[Texte fourni]

Le service de lutte contre les ingérences numériques étrangères Viginum, qui sera notamment chargé de surveiller les tentatives de déstabilisation de la campagne présidentielle, débutera ses travaux le 15 octobre, selon l'arrêté désignant son chef publié au Journal officiel mercredi.
Gabriel Ferriol, conseiller référendaire à la Cour des comptes, a été choisi par le Premier ministre Jean Castex pour piloter ce nouvel outil "à compter du 15 octobre", selon le texte.
La création de cette agence avait été annoncée début juin par Stéphane Bouillon, Secrétaire général de la défense et de la sécurité nationale (SGDSN), duquel dépendra Viginum.
Des ingérences numériques, tentatives de manipulation des opinions sur les réseaux sociaux ou actions de piratage, se sont multipliées dans les campagnes électorales occidentales ces dernières années.

[/Texte fourni]
[Enregistrements fournis]

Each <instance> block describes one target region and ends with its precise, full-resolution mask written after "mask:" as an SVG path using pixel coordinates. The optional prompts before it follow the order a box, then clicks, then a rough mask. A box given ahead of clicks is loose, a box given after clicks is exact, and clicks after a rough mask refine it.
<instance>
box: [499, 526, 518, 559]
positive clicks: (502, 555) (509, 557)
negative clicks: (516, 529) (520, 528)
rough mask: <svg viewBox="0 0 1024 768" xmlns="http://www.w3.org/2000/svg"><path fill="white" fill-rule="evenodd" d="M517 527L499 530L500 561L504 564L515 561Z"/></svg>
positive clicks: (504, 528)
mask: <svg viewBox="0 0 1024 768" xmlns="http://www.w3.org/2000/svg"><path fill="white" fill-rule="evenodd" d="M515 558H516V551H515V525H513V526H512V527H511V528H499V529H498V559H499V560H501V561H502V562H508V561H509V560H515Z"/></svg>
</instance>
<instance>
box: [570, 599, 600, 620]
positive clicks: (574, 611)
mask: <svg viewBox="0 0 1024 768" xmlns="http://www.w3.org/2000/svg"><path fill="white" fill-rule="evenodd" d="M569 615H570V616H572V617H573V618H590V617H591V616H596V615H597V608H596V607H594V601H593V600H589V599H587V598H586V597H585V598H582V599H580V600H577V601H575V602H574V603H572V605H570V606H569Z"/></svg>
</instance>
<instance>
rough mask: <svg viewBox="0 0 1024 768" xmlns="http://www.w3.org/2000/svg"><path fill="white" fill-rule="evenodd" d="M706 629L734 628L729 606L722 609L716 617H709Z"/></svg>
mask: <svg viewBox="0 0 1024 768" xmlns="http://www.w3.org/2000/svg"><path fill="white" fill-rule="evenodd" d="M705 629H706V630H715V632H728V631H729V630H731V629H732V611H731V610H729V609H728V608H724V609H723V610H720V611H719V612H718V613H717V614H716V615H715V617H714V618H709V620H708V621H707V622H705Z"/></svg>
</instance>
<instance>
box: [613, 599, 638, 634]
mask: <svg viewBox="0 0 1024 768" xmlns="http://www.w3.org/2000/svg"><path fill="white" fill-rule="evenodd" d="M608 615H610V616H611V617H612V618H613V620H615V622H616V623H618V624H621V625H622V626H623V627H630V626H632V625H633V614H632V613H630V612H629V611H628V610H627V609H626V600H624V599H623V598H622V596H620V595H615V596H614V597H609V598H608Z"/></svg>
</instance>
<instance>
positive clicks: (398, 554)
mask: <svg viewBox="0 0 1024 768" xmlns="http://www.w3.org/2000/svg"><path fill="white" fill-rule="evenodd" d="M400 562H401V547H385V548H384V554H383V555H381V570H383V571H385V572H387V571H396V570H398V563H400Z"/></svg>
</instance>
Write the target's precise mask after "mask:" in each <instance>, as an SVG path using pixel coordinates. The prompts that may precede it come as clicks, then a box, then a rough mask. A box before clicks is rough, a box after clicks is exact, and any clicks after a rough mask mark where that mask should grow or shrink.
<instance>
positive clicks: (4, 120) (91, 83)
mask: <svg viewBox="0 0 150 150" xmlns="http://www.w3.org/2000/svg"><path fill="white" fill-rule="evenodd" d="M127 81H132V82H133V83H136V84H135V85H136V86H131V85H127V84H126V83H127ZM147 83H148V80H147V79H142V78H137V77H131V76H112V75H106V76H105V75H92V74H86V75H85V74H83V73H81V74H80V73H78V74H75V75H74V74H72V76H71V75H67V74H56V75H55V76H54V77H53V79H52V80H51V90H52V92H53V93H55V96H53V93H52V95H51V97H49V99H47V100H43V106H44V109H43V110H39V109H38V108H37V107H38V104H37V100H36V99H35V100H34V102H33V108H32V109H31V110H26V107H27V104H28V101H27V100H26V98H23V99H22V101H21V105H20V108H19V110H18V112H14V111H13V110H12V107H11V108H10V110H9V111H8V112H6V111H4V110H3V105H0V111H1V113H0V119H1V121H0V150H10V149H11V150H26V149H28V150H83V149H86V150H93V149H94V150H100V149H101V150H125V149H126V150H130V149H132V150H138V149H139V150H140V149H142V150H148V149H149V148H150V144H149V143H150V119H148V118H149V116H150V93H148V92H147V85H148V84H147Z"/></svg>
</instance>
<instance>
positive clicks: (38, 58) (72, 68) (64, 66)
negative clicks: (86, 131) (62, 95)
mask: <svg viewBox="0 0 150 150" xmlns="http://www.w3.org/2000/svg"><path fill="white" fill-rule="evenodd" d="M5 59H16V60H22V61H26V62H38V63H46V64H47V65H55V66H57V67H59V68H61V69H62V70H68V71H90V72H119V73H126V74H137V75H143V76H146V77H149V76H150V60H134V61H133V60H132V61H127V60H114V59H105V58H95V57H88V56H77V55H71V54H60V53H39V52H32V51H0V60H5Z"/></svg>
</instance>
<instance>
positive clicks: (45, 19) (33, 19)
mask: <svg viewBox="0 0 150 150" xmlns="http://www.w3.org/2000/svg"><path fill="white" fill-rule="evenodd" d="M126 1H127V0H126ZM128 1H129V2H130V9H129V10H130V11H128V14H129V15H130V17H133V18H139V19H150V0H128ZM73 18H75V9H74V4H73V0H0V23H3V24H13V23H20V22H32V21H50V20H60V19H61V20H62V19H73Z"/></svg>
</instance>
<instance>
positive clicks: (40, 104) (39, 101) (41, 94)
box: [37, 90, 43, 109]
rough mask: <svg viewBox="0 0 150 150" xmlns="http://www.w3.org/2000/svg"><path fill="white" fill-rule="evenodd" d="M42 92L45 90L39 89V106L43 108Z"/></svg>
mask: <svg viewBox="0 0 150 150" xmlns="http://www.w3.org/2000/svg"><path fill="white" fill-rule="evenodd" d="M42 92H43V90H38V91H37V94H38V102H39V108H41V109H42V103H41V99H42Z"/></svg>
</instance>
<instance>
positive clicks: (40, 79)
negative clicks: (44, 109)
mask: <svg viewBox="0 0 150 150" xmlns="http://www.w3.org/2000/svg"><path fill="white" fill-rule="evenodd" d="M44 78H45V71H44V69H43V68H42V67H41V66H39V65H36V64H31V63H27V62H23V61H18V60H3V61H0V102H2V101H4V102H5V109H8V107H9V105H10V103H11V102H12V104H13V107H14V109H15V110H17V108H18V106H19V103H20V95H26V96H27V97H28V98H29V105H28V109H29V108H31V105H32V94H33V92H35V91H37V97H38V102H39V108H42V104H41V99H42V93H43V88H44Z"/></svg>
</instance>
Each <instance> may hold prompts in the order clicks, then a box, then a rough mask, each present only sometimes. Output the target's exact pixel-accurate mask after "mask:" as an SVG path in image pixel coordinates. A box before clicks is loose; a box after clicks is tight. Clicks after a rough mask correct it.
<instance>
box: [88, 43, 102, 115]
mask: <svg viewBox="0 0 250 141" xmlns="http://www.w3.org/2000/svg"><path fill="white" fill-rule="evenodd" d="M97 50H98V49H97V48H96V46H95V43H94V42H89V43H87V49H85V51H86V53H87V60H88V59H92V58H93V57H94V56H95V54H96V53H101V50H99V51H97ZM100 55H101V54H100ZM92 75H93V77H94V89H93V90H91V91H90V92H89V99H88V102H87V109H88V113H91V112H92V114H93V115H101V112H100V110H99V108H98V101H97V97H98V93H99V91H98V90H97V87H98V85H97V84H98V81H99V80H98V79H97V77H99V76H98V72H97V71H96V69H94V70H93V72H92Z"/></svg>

[/Enregistrements fournis]

> [Votre objectif] Selon le texte fourni, qui a annoncé début juin la création de Viginum ?

> [Votre solution] Stéphane Bouillon, Secrétaire général de la défense et de la sécurité nationale (SGDSN).